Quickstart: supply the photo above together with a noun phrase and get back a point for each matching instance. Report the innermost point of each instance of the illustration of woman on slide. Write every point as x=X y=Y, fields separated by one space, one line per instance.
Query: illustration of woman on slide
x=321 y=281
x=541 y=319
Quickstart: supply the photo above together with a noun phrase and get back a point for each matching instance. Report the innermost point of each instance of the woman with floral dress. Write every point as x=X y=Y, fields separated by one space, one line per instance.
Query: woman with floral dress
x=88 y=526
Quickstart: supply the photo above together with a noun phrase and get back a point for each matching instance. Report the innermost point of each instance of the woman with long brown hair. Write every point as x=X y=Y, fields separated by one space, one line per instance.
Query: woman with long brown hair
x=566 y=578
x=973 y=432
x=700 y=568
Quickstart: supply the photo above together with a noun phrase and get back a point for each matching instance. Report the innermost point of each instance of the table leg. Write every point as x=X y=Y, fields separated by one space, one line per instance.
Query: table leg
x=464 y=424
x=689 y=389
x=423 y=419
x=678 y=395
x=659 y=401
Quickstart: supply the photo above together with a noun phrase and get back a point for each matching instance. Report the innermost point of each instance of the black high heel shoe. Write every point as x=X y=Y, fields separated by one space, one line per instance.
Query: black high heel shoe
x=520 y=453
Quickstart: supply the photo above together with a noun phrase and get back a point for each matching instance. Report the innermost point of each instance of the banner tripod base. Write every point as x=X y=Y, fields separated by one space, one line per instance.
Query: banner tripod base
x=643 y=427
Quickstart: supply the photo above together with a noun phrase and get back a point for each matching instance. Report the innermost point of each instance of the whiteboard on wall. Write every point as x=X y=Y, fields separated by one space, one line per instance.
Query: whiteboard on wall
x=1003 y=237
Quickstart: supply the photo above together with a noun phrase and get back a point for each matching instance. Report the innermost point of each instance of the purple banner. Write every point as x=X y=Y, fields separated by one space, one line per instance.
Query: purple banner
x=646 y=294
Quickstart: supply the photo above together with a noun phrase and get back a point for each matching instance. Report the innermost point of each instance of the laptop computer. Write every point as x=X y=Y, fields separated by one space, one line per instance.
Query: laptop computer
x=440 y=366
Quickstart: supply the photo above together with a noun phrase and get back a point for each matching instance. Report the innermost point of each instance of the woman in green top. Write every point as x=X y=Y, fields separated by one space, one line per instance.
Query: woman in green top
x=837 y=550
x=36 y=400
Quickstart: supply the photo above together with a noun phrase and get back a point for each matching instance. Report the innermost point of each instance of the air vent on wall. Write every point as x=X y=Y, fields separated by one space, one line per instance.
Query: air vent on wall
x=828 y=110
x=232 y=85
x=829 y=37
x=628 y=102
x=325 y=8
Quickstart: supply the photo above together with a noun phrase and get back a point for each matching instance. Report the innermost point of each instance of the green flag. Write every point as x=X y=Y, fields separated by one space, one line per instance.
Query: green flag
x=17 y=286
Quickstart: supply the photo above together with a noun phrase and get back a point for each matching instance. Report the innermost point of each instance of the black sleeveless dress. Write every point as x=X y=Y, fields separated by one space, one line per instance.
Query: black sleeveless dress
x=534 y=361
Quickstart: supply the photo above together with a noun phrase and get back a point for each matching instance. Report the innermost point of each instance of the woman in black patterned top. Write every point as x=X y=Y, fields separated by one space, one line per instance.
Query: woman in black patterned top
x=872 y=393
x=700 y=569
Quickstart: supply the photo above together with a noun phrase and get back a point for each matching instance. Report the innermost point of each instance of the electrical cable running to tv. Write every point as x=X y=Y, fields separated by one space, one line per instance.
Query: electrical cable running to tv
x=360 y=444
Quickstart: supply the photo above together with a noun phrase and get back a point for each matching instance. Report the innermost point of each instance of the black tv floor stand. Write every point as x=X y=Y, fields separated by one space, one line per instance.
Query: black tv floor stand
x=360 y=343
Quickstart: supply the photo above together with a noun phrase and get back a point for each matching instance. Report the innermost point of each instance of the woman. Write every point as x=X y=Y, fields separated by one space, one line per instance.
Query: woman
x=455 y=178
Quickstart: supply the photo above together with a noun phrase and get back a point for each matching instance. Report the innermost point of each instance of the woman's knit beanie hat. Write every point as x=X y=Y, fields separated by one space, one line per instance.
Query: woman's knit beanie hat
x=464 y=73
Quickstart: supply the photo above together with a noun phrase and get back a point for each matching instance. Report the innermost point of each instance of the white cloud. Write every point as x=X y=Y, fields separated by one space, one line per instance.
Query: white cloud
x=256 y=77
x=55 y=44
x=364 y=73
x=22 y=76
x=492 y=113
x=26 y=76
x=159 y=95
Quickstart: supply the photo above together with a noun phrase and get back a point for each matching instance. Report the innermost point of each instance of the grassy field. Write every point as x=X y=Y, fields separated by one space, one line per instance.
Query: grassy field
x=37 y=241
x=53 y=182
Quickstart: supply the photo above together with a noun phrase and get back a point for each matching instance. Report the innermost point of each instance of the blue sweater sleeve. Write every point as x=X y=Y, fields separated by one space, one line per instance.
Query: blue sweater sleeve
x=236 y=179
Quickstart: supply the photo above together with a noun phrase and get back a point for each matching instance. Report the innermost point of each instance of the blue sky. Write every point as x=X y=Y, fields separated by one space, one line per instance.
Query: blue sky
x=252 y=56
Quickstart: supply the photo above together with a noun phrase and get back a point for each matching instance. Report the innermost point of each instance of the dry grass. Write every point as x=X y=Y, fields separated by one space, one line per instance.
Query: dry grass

......

The whole of the data is to be copied out word for word.

Quickstart: supply the photo above together with a noun phrase and get back a point for each matching instance. Report the innermost point of each instance of the illustration of woman on slide. Write every point as x=X y=Y, fields separated by one space, one line per instance.
Query: illustration of woman on slide
x=321 y=281
x=541 y=319
Quickstart: supply the photo above together with a noun phrase and get back a point for each matching instance. Report the innermost point of each instance of the woman with floral dress. Write every point as x=X y=Y, fields separated by one space, one line per instance.
Query: woman with floral dress
x=88 y=526
Quickstart: supply the photo above together with a noun phrase and get back a point for each matching instance. Report the innermost point of each instance of the woman with long brown hair. Write every point as x=X y=Y, fields separated by one space, one line per instance.
Query: woman with long brown hair
x=566 y=578
x=973 y=432
x=700 y=568
Quickstart: supply the photo above together with a noun phrase and get back a point for each matching instance. Report the innermost point of each instance of the table leg. Write every point as x=X y=Y, fields separated by one space, one line per instance.
Query: table leg
x=464 y=424
x=689 y=389
x=423 y=419
x=678 y=395
x=659 y=401
Quickstart: supply the photo above together with a noun phrase and get back a point for each matching instance. Report the innermost point of each instance of the black high heel shoe. Write every point as x=X y=Y, fields separated by one space, one line per instance.
Query: black high heel shoe
x=520 y=453
Quickstart: supply the photo above together with a noun phrase and get back a point for each matching instance. Report the innermost point of each instance of the banner tripod base. Write every point as x=X y=Y, fields separated by one space, one line per instance.
Query: banner tripod base
x=643 y=427
Quickstart: supply the photo above together with a noun phrase and get back a point for each matching instance. Report the innermost point of each instance of the whiteboard on wall. Write every point as x=X y=Y, fields separated by one space, one line per instance.
Query: whiteboard on wall
x=1003 y=237
Quickstart: supply the photo above together with a noun phrase and get back a point for each matching instance. Report the innermost point of each instance of the purple banner. Write every point as x=X y=Y, fields separated by one space, one line per instance.
Query: purple banner
x=646 y=294
Quickstart: supply the photo above together with a noun phrase and get back a point for each matching instance. Report the innermost point of each instance of the laptop computer. Write every point as x=X y=Y, fields separated by one space, one line per instance.
Query: laptop computer
x=440 y=366
Quickstart: supply the photo above together with a noun phrase and get back a point for each matching instance. Report the innermost point of each instance of the woman in green top. Write every point as x=X y=Y, fields separated by one space, one line per instance.
Query: woman in green top
x=837 y=550
x=36 y=400
Quickstart: supply the photo above together with a noun phrase and get back a point for each matching instance. Report the innermost point of each instance of the air vent on wall. Write every point as x=X y=Y, fields separated by one space, one line per instance.
Query: air vent on wall
x=828 y=110
x=232 y=85
x=829 y=37
x=628 y=102
x=325 y=8
Quickstart: supply the photo above together with a noun phrase and get back a point for each matching instance. Report the innermost point of each instance of the green flag. Write every point as x=X y=Y, fields separated by one space, one line per instance.
Query: green flag
x=17 y=286
Quickstart: supply the photo above together with a noun phrase and get back a point for each matching instance. Report the innermost point of each instance of the black sleeveless dress. Write every point as x=X y=Y, fields separated by one space, one line per instance.
Query: black sleeveless dress
x=534 y=361
Quickstart: supply the photo above together with a noun phrase and get back a point for each matching instance. Report the innermost point of each instance of the woman in black patterned top. Write every point as x=X y=Y, fields separated by one space, one line per instance.
Query: woman in black patterned top
x=872 y=393
x=700 y=569
Quickstart: supply the photo above together with a noun phrase and get back a point for each matching instance. Report the innermost point of each instance of the electrical cable running to tv. Write every point as x=X y=Y, fields separated by one space, one line per instance.
Query: electrical cable running to tv
x=360 y=444
Quickstart: supply the photo above together with a noun phrase and get back a point for each matching instance. Report the innermost point of each instance of the black tv floor stand. Write every point as x=X y=Y, fields separated by one space, one line per instance.
Query: black tv floor stand
x=360 y=343
Quickstart: supply the photo above together with a noun phrase and get back a point for each matching instance. Report the innermost point of each instance of the woman. Write every point as x=X y=Y, fields separated by one space, one line per instance.
Query: woman
x=455 y=178
Quickstart: supply the photo above together with a noun phrase and get back a point for each matching instance. Report the innermost point of each instance of the woman's knit beanie hat. Write every point as x=X y=Y, fields separated by one space, one line per instance.
Query: woman's knit beanie hat
x=464 y=73
Quickstart: supply the photo above together with a noun phrase and get back a point for each matching instance. Report the innermost point of each instance of the white cloud. Write every point as x=X y=Y, fields separated by one space, one line per instance.
Query: white cloud
x=256 y=77
x=55 y=44
x=364 y=73
x=22 y=76
x=492 y=113
x=26 y=76
x=159 y=95
Quickstart: supply the photo above together with a noun phrase and get back a point for each matching instance. Report the innermost point of each instance of the grassy field. Write every point as x=X y=Y, fields separated by one space, one line per instance.
Query: grassy field
x=37 y=241
x=53 y=182
Quickstart: supply the photo above together with a noun phrase and get back a point for each matching instance. Report the innermost point of each instance of the blue sweater sleeve. Write every point as x=X y=Y, fields separated by one space, one line per instance.
Query: blue sweater sleeve
x=236 y=179
Quickstart: supply the photo above together with a noun phrase and get back a point for each matching instance. Report the innermost point of each instance of the blue sky. Write every point as x=X y=Y, fields separated by one space, one line per instance.
Query: blue sky
x=252 y=56
Quickstart: supply the photo above together with a noun phrase and get back a point for each matching instance. Report the innermost point of each instance of the dry grass. Write every point as x=X y=Y, fields separated by one space, one line per instance.
Query: dry grass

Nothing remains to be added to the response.